__EXERCISE OBJECTIVE__: Write the next few sentences of the summary of the paper linking ME/CFS to critical illness, continuing after its last sentence.

__READING PASSAGE__:
= = = =
Perspective: Drawing on Findings From Critical Illness to Explain Myalgic Encephalomyelitis/Chronic Fatigue Syndrome.
Stanculescu, Dominic, Bergquist, Jonas · Frontiers in medicine · 2022 · DOI
Quick Summary
This paper suggests that ME/CFS might develop through similar biological problems seen in people with severe critical illnesses. The researchers propose that four interconnected issues—reduced blood flow to tissues, damage to the gut lining, problems with pituitary gland function, and low thyroid hormone activity—could work together to create a cycle that keeps ME/CFS going. Understanding these connections could help develop better treatments.
Why It Matters
This framework bridges critical illness and ME/CFS research, suggesting that studying mechanisms from better-understood critical conditions could unlock new diagnostic approaches and treatments for ME/CFS. By identifying potential biological cycles that maintain the disease, researchers may find strategic intervention points to break these cycles and improve outcomes.
= = = =
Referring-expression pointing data
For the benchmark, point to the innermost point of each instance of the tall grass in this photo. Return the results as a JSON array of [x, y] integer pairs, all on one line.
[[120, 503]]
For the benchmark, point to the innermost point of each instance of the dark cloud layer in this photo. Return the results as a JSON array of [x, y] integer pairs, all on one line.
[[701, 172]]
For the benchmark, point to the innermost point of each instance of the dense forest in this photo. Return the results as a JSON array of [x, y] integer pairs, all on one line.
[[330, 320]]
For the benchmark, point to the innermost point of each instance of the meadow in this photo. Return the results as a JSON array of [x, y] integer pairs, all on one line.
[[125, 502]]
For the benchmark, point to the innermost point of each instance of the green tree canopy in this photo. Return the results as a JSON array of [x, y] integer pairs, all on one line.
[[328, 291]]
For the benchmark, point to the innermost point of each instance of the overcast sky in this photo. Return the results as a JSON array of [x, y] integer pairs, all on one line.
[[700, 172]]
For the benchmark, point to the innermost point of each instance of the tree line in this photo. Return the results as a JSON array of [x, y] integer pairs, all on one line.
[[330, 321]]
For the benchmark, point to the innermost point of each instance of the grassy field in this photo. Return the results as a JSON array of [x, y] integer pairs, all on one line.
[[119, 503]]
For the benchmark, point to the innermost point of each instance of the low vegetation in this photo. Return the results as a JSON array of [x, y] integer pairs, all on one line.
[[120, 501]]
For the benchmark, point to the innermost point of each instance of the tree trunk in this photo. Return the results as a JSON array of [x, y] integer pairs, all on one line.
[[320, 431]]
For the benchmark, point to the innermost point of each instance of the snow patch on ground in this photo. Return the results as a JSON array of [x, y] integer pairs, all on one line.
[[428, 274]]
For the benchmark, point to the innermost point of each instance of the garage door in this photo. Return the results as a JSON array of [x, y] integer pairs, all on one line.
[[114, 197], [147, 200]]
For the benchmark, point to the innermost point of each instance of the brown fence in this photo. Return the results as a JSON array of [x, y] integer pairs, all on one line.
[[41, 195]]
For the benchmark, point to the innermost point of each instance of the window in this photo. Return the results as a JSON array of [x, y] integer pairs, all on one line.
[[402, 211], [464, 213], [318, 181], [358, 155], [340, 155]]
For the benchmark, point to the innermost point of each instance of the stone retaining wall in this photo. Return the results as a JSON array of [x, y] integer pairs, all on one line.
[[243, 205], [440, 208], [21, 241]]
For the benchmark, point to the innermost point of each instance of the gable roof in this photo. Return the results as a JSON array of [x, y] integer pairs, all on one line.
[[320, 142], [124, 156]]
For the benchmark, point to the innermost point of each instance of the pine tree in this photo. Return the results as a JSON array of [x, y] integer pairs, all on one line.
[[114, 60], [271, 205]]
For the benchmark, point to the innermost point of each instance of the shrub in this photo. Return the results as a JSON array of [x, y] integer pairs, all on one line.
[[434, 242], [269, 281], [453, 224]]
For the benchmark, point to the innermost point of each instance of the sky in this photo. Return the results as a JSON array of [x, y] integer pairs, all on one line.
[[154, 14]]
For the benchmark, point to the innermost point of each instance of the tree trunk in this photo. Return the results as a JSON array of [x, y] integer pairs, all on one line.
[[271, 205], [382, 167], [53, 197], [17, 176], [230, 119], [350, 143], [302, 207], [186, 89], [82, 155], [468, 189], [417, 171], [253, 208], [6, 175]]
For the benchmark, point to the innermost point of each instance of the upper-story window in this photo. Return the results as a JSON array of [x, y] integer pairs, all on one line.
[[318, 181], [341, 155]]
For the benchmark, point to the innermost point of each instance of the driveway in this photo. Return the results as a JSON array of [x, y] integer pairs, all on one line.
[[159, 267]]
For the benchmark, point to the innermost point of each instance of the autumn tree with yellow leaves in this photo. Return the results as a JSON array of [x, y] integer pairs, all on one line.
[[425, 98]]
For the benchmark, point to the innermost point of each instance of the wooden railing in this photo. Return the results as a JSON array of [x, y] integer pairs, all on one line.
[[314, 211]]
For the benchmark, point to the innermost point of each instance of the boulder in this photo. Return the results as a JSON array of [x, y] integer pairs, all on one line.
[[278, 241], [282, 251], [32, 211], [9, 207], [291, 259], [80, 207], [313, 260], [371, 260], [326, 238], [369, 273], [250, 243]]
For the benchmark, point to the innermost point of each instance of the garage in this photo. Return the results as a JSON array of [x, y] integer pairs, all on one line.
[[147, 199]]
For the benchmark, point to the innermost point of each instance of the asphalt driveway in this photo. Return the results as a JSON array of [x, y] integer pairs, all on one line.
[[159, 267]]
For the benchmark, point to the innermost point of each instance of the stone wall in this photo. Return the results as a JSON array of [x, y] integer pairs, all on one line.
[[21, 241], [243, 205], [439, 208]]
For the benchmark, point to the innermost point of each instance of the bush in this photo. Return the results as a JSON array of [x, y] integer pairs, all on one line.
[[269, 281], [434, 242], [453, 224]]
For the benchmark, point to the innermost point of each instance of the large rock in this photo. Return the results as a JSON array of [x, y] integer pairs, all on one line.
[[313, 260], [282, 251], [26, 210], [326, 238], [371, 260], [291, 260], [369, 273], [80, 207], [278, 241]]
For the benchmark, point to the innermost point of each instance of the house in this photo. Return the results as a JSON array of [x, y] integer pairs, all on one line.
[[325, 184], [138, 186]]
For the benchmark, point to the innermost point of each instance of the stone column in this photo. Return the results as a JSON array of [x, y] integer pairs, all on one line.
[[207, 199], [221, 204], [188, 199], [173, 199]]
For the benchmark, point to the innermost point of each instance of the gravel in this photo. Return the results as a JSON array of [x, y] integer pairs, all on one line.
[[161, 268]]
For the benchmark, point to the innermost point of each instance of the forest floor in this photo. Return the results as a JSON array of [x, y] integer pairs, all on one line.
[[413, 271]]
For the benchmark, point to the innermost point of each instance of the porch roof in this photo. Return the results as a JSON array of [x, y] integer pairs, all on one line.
= = = =
__ANSWER SPACE__:
Observed Findings
Hypoperfusion and endothelial dysfunction appear in both critical illness and ME/CFS literature
Intestinal barrier injury occurs in critical illness and may contribute to ME/CFS pathology
Pituitary suppression has been previously documented in ME/CFS
Thyroid hormone dysfunction associated with redox imbalance was previously hypothesized by the authors in ME/CFS
Cytokine-mediated inflammatory cycles are documented in critical illness and may perpetuate ME/CFS
Inferred Conclusions
Multiple biological mechanisms implicated in critical illness may also explain ME/CFS origin and persistence
These mechanisms interact in interconnected pathways and vicious cycles that could account for chronic disease perpetuation
Collaborative research between critical illness and ME/CFS fields could yield improved diagnostic and therapeutic strategies
Redox imbalance may be a central feature linking multiple pathophysiological abnormalities in ME/CFS
Remaining Questions
Which of these proposed mechanisms are actually present and active in ME/CFS patients, and in what proportion of the patient population?
What This Study Does Not Prove
This perspective does not prove that any of these mechanisms actually cause ME/CFS, nor does it demonstrate that the proposed pathways operate in ME/CFS patients. It is a hypothesis-generating synthesis without new experimental or clinical data, so the proposed mechanisms require direct validation through targeted research studies.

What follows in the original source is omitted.